▶ [Reading passage]
-- BEGIN --
# STBXH dating "moving on".. male advice



## ChiGirl (Jan 20, 2013)

I have been married 4 years and separated for 5 months now.

My H wanted things to end, and we decided to stay friends and just divorce when I am stable (financially). Everything was going fine.

A few days ago he accused me of not letting him "move on". I have NO IDEA where this is coming from. He let me store a few things at our old place, now he says I am doing this so he doesn't find anyone else. A piece of mail came to the house and this is offensive also because it has my name on it. He is also stating I am showing up "uninvited" etc..

The reality is he gets drunk every Sunday and tells me to pick something up (like offensive mail) and then begs me to stay and watch a movie (this is apparently also my fault)

I am not sure if he is dating anyone.. a few weeks ago he was repulsed by the idea, now it seems he is telling women he is divorced...

IDK what kind of game he is playing here? Probably why he is my STBX 

I guess.. how do I handle this? I am getting my things out of there and changing the mail.. but he is the one calling me. He was saying he still loves me and I wonder if this is some kind of make me jealous scheme?


----------



## MaritimeGuy (Jul 28, 2012)

He's probably feeling mixed emotions about what's happening and instead of talking with somebody constructively about it is lashing out at you. 

You might want to refuse to talk and/or meet with him when he's been drinking. I don't see anything constructive coming out of that. Maybe let him know beforehand that's what you're going to do.

If you're in the process of splitting up you can't take responsibility for his emotional well being nor he yours. You both need to find other outlets. It doesn't sound like he has yet.


----------



## Deejo (May 20, 2008)
-- END --
▶ [Task list]
1. Return the passage of the forum thread that opens with the words "He's probably feeling" and closes with "going to do.".
2. State whether each statement agrees with the forum thread, answering yes or no and quoting the deciding words: (a) The poster had been married for four years. (b) It was the husband who wanted the marriage to end. (c) MaritimeGuy advises meeting with the husband only after he has been drinking.
The items were drawn from a source separate from the forum thread.

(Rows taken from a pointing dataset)
-- BEGIN --
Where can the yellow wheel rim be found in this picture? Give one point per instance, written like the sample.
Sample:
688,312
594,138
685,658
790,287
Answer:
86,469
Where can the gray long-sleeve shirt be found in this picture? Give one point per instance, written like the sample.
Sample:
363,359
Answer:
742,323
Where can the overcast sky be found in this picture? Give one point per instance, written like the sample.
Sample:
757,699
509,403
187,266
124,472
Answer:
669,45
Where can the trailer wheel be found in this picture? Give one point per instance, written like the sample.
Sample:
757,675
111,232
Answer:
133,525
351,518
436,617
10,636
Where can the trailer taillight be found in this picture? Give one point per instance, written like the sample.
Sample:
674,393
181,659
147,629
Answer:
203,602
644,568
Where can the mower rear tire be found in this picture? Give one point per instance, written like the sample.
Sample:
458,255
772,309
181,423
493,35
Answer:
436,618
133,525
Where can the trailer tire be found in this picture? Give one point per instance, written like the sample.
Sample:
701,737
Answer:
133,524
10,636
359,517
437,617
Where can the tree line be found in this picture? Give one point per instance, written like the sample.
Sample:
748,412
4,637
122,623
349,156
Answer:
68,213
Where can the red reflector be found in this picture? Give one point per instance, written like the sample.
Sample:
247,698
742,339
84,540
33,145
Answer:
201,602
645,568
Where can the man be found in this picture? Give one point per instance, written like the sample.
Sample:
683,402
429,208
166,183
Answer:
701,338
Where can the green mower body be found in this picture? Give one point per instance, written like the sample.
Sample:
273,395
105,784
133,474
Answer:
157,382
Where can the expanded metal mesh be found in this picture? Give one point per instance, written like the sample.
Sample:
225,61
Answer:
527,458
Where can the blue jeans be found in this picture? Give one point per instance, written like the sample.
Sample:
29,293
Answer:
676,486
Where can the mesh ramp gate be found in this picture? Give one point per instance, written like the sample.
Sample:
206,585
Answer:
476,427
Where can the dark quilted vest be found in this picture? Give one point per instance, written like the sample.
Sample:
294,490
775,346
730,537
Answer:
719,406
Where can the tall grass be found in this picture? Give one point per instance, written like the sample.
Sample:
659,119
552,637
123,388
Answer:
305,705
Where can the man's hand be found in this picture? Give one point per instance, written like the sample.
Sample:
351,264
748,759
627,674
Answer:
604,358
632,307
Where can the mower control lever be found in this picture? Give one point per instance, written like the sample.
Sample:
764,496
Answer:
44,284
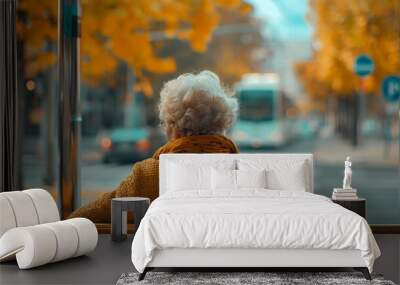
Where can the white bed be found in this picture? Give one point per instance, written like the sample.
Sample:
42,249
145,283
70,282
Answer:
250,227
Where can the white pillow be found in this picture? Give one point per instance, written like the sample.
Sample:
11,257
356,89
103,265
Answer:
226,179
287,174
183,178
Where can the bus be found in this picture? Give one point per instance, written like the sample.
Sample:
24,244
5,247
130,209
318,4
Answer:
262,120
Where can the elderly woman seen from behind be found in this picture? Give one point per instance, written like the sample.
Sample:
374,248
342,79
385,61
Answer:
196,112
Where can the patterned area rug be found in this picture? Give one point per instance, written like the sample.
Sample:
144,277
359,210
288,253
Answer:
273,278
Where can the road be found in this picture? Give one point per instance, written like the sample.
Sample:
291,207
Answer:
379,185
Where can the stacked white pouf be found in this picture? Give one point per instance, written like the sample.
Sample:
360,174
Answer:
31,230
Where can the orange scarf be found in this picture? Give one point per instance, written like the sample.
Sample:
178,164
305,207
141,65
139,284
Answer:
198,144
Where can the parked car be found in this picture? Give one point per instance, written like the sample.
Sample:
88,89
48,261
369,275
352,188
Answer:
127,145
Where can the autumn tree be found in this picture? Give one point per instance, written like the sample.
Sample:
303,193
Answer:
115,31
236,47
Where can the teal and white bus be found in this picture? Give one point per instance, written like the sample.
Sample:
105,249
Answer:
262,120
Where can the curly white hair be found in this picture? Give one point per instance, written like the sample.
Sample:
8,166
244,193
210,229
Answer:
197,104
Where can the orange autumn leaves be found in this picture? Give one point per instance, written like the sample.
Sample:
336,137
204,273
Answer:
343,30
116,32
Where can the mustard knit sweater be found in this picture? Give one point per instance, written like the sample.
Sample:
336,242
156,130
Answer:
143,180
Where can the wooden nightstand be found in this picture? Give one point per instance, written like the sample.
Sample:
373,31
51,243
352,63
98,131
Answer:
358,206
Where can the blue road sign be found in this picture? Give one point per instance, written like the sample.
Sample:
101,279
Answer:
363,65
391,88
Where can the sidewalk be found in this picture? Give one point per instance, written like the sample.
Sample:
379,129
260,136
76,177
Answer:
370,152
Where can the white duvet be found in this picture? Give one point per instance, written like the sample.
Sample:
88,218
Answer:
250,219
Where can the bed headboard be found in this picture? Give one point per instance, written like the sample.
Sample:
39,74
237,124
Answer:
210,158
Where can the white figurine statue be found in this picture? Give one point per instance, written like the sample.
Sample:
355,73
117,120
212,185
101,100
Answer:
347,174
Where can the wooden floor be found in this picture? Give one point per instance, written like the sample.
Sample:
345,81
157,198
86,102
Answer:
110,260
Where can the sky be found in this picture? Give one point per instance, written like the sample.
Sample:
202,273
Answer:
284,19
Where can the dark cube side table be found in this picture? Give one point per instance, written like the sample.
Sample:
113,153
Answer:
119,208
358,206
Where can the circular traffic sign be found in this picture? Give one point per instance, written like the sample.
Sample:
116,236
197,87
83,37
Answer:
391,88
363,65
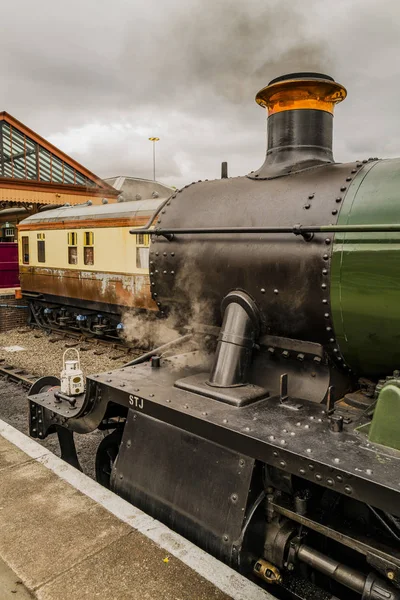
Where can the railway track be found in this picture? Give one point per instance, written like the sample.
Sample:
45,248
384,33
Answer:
-- END --
▶ [Exercise responses]
1.
He's probably feeling mixed emotions about what's happening and instead of talking with somebody constructively about it is lashing out at you. 

You might want to refuse to talk and/or meet with him when he's been drinking. I don't see anything constructive coming out of that. Maybe let him know beforehand that's what you're going to do.

2.
(a) Yes: "I have been married 4 years"
(b) Yes: "My H wanted things to end"
(c) No: "You might want to refuse to talk and/or meet with him when he's been drinking."